■ **Task**
In the entries below, find the line with "Target: knee-high sock" and print exactly every line from there up to and including the line with "the white post", with no other lines.

%%

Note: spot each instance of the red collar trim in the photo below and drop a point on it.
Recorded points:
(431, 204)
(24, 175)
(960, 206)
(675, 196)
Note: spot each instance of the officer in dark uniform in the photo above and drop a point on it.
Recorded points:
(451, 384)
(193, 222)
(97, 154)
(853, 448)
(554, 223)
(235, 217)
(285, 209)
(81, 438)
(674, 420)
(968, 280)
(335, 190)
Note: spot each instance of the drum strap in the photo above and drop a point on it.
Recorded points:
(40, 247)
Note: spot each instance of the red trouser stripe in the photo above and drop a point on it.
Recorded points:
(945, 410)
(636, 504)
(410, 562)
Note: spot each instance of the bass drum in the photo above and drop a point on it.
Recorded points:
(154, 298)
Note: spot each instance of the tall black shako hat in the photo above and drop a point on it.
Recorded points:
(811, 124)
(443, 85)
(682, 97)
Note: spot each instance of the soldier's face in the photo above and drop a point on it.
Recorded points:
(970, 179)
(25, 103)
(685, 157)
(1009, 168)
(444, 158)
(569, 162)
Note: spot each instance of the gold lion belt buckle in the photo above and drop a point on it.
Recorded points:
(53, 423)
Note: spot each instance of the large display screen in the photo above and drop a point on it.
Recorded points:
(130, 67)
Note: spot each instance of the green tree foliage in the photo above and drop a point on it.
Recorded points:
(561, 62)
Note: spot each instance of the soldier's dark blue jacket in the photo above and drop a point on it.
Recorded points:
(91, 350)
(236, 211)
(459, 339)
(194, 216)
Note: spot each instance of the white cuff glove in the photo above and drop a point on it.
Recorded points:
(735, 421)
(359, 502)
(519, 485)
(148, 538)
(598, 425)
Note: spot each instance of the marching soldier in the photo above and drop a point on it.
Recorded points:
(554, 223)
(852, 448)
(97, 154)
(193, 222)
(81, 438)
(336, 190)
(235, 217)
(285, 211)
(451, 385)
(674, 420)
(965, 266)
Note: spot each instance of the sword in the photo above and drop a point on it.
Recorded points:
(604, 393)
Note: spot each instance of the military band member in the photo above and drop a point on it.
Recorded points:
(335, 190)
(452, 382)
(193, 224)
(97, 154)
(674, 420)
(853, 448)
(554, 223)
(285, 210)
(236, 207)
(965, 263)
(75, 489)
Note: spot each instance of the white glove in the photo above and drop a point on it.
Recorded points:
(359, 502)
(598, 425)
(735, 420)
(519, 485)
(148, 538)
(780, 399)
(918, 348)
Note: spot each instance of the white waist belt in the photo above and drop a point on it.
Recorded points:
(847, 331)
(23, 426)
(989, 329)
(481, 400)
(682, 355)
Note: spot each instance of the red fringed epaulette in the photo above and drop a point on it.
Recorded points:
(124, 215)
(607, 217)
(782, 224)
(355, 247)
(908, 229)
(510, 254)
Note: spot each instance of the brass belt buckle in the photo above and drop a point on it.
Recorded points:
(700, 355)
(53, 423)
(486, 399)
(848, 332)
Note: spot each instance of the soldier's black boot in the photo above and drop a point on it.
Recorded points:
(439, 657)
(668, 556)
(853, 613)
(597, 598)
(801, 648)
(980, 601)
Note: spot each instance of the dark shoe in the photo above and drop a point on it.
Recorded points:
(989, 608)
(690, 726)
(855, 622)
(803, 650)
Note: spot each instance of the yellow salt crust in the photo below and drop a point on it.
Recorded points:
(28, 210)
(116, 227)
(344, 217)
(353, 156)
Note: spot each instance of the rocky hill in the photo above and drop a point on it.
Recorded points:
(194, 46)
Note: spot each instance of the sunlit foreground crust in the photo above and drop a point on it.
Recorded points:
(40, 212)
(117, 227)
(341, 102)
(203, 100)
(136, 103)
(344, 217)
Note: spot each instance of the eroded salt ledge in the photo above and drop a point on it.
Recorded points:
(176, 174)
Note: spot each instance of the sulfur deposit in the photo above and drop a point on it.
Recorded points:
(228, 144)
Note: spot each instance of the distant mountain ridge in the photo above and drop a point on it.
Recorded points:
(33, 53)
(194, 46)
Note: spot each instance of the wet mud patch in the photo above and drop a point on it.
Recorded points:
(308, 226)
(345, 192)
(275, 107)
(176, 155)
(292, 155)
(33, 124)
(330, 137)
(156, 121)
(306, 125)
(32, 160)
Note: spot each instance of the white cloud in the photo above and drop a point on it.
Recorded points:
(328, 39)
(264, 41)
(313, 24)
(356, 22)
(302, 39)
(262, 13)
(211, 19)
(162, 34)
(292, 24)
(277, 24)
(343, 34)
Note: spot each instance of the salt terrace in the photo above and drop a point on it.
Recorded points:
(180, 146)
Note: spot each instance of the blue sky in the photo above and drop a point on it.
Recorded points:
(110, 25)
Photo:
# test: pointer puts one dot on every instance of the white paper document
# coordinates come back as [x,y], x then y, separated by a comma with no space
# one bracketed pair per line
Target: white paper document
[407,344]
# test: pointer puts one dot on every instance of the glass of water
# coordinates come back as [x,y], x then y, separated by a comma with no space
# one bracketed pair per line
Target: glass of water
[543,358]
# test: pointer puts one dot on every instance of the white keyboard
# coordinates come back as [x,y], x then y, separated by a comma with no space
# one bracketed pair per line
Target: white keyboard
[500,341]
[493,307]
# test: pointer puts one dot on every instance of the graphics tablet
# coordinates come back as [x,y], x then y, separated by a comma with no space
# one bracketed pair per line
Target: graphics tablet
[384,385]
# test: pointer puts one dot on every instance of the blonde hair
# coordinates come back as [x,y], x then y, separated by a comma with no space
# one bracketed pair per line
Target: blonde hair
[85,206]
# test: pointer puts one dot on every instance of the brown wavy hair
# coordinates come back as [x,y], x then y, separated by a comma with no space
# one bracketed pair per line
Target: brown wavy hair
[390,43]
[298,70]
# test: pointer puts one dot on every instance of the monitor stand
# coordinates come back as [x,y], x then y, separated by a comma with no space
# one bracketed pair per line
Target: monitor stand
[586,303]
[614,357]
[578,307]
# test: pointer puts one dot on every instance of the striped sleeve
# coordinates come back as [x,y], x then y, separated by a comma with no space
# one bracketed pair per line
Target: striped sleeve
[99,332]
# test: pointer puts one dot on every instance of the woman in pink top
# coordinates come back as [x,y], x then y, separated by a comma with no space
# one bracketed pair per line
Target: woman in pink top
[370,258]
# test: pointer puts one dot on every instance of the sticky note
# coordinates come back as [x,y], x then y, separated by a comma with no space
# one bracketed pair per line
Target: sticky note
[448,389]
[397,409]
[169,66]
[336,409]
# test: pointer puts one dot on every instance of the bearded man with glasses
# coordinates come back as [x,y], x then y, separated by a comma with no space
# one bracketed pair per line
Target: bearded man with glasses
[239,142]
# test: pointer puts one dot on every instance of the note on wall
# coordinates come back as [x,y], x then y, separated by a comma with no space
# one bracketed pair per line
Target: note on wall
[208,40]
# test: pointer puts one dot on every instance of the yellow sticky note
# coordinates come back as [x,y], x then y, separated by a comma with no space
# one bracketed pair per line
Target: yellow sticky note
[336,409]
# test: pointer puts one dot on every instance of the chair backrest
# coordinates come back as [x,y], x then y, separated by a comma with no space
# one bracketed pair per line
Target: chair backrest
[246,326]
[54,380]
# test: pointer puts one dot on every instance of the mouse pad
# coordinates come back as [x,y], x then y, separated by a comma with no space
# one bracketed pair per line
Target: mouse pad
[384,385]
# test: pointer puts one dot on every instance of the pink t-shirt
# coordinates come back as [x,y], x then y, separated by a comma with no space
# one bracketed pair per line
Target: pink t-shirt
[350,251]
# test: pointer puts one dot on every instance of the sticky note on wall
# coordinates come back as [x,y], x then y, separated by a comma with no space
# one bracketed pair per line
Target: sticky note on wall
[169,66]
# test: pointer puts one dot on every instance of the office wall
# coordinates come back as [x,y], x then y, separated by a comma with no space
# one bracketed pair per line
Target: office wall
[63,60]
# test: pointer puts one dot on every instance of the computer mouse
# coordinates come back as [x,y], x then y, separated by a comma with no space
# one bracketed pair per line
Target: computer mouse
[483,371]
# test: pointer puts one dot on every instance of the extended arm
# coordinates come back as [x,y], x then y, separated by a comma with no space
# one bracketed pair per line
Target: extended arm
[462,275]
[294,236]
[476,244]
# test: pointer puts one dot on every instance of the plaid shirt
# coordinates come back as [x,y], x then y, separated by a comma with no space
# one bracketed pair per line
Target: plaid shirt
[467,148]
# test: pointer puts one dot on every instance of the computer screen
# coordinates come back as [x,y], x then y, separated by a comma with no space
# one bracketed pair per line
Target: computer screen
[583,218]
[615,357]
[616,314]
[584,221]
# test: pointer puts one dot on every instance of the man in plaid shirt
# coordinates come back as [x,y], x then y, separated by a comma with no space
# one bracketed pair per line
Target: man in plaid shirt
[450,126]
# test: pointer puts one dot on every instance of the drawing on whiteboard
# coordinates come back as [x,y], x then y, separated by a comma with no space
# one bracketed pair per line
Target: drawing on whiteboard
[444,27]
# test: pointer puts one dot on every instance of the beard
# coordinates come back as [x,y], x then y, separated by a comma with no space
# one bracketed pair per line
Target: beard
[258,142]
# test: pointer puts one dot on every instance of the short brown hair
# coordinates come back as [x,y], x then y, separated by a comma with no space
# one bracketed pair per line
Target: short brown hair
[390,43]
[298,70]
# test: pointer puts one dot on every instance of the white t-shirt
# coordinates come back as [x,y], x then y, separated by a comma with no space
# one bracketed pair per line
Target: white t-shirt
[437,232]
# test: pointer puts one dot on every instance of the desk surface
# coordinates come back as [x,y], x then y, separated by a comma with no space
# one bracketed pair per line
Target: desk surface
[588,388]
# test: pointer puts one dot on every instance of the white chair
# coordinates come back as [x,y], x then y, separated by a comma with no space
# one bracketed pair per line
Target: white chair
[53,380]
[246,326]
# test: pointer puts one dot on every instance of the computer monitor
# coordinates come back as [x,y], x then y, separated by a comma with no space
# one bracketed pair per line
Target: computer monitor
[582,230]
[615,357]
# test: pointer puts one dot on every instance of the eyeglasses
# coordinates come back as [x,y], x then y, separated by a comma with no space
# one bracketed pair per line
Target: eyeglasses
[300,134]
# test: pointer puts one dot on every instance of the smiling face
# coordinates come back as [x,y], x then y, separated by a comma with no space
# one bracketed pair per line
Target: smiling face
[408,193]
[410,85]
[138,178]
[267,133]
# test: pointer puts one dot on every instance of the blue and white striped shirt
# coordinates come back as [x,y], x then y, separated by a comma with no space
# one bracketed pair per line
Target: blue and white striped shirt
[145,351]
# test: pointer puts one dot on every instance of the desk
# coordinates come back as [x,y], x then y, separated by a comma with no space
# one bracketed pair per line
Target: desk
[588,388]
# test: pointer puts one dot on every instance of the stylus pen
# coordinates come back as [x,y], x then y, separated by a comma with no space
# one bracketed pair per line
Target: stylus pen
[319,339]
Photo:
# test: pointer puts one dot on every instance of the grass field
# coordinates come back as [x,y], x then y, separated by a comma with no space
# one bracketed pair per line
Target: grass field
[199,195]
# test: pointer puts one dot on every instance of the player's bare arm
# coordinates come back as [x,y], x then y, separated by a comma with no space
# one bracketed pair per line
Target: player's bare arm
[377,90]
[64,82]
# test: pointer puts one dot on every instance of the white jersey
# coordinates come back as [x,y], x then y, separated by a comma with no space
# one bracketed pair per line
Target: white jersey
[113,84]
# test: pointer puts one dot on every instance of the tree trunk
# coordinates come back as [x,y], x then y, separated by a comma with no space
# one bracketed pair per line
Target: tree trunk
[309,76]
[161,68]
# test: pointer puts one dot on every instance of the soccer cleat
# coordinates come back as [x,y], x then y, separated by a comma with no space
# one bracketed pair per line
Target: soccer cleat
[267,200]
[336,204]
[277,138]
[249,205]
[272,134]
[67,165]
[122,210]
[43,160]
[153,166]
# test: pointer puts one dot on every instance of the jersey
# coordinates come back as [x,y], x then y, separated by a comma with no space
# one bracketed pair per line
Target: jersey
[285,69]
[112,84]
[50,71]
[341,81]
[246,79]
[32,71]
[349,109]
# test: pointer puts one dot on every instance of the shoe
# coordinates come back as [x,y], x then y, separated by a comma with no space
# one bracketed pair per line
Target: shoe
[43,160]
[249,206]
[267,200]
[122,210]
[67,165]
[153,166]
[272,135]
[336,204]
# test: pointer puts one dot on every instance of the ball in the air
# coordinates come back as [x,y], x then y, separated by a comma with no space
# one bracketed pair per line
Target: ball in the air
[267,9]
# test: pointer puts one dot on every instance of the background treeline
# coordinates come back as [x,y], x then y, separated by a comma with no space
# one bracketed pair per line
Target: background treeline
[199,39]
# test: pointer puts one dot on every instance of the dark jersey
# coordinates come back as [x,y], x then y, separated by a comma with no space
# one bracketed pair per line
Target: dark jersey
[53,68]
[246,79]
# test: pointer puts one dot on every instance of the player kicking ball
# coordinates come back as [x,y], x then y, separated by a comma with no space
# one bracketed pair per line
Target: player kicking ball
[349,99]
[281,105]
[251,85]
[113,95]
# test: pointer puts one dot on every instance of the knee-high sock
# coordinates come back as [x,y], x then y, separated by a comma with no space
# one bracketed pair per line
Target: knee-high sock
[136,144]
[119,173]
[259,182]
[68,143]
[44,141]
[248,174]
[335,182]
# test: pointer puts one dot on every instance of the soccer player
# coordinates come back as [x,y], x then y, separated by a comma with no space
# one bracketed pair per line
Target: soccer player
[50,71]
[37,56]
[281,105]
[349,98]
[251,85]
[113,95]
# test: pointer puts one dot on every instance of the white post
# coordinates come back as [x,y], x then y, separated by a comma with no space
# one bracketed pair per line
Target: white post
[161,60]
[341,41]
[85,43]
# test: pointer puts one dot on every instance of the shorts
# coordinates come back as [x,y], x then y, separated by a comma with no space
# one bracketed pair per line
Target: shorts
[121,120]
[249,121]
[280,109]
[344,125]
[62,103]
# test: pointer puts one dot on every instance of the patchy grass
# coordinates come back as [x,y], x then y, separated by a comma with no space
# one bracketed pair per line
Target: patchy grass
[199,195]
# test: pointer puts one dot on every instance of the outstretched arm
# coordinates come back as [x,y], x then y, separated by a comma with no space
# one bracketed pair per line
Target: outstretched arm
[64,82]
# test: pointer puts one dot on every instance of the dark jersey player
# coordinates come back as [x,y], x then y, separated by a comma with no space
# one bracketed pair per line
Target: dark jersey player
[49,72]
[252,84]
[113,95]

%%

■ **Exercise result**
Target: knee-high sock
[136,144]
[119,173]
[259,182]
[68,143]
[44,141]
[248,174]
[335,182]
# test: pointer puts one dot on every instance of the soccer player
# coordinates come back as [x,y], x then y, separated by a comma with no space
# one bracketed pair per line
Target: soccer player
[50,71]
[37,56]
[281,105]
[349,98]
[251,85]
[113,95]
# test: pointer puts one dot on every instance of the white post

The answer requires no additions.